Thanks to a $96,000 grant from the Puppy Up Foundation, the University of Wisconsin School of Veterinary Medicine plans to launch a study aimed at improving mobility and quality of life for dogs afflicted by osteosarcoma.
Osteosarcoma is the most common form of canine bone cancer, according to the school, with about 10,000 new cases diagnosed in dogs each year.
Neil Christensen, BVSc, Dipl. ACVR, clinical instructor in the Department of Surgical Sciences and member of the UW Veterinary Care (UWVC) radiation oncology team, will lead the study. Research will explore the potential benefits of stereotactic radiation therapy for osteosarcoma patients.
“Stereotactic radiation is a newer form of treatment made possible by recent technological advances,” Dr. Christensen said. “It allows for larger, more accurate doses of radiation while still sparing healthy tissue, in comparison to traditional palliative radiation, which involves smaller, prolonged doses.”
Specifically, the study will look at how stereotactic radiation performs in terms of pain relief for patients and in stimulating an immune response that helps patients’ bodies fight bone tumors on their own, according to the school.
UWVC has a TomoTherapy unit which will be able to deliver the treatment.
“Our hope is to help a lot of dogs affected by this disease in the future,” Christensen said. “And the data we generate should be applicable to treating osteosarcoma in humans as well.”
The Puppy Up Foundation was established to fund comparative and translational cancer studies that can potentially benefit both pets and people as well as invest in national education and awareness initiatives about the epidemic of cancer in companion animals.

Records from a collection:
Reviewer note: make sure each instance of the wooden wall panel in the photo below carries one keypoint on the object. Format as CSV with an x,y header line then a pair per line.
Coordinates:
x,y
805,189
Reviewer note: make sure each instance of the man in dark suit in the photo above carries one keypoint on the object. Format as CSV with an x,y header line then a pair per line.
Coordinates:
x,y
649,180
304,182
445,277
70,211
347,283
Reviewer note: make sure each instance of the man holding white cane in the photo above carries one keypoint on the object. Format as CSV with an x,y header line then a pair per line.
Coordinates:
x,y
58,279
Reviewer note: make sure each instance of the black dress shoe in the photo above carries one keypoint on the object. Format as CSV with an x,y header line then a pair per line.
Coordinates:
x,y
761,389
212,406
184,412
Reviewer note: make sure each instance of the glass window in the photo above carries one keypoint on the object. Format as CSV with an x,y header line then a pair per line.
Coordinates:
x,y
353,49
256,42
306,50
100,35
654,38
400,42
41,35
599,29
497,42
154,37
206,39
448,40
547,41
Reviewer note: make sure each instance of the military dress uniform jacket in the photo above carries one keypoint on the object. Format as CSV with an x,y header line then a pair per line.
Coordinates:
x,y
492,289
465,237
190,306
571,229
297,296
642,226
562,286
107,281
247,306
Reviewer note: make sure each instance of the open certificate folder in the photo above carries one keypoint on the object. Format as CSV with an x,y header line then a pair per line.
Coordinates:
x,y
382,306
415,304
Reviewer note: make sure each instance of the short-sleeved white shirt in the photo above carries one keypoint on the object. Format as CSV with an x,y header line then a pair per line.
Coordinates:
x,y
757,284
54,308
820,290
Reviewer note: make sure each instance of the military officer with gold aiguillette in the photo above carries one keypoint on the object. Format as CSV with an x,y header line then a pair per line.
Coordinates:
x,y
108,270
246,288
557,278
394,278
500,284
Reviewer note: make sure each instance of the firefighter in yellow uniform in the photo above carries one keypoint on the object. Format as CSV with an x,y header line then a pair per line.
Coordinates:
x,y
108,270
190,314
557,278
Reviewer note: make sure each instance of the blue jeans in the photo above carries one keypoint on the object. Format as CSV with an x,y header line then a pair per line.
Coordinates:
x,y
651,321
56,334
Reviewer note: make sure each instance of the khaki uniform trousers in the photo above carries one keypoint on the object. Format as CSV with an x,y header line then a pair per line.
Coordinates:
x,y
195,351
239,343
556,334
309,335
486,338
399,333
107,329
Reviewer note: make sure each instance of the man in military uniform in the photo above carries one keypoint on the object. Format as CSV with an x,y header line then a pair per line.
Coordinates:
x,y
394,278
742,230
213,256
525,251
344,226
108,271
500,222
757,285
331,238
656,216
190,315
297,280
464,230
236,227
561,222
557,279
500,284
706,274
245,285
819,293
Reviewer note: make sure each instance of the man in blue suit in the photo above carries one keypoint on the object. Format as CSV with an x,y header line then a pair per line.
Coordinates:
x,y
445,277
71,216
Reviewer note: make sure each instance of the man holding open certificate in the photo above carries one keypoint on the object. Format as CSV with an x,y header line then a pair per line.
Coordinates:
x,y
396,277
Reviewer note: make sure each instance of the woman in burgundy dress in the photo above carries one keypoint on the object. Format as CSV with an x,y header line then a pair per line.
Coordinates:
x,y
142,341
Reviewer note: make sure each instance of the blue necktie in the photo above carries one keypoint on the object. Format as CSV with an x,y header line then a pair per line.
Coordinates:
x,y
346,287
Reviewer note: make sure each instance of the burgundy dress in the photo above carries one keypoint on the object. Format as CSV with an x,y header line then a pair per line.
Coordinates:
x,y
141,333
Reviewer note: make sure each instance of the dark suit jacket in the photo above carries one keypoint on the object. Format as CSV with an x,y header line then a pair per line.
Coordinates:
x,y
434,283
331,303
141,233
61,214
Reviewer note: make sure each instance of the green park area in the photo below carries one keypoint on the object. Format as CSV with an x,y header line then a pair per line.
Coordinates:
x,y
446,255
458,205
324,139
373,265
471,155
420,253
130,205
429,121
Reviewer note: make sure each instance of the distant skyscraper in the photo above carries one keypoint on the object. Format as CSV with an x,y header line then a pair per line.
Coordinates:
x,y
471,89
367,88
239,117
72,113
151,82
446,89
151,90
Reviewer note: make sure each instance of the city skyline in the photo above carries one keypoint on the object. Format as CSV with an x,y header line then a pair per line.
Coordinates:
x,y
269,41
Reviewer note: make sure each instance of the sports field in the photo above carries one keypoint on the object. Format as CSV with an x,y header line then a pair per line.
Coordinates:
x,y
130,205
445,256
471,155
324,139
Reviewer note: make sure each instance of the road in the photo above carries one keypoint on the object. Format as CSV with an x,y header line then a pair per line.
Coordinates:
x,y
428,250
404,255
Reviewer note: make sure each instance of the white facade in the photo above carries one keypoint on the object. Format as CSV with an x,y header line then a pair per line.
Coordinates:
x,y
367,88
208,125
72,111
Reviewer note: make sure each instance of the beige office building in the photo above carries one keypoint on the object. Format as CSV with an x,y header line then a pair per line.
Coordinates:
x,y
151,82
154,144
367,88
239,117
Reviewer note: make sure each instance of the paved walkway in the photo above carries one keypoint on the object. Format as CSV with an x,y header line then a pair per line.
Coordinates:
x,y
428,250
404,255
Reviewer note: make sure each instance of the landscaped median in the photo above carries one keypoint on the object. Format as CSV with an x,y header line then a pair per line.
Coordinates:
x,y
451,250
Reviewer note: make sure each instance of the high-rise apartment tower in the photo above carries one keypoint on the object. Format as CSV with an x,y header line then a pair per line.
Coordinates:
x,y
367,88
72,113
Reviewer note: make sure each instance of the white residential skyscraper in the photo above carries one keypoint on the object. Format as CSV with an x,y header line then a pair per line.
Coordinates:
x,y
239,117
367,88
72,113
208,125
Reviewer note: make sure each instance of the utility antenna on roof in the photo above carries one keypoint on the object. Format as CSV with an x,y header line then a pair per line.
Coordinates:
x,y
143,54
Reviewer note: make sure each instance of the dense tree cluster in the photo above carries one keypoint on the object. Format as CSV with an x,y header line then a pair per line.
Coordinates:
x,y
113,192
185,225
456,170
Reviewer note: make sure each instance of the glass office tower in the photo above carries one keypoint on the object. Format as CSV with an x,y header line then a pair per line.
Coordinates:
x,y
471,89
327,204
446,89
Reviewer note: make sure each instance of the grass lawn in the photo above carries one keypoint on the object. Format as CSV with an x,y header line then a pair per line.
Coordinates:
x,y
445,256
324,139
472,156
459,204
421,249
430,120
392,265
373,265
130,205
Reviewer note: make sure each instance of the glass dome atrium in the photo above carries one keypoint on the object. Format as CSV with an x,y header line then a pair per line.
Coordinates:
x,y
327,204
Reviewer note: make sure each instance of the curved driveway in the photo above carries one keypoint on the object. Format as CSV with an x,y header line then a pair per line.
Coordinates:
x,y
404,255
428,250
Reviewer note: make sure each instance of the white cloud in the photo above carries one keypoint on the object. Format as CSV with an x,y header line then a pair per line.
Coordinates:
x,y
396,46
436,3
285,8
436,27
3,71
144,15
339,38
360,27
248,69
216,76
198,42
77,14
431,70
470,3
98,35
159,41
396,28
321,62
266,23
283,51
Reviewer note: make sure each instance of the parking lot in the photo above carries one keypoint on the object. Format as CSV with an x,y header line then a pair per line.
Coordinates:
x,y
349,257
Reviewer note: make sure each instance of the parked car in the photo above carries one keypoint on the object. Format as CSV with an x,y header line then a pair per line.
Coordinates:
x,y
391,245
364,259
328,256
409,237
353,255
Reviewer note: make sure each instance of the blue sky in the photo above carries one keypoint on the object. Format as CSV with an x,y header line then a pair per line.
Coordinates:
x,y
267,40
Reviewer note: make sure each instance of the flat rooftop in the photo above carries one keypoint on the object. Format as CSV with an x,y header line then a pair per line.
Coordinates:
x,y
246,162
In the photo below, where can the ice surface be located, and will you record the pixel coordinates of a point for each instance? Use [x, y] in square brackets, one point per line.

Exercise goal: Can you restate the osteosarcoma study text from the part that opens with "Thanks to a" and closes with "afflicted by osteosarcoma.", changing "mobility" to "comfort"?

Written solution:
Thanks to a $96,000 grant from the Puppy Up Foundation, the University of Wisconsin School of Veterinary Medicine plans to launch a study aimed at improving comfort and quality of life for dogs afflicted by osteosarcoma.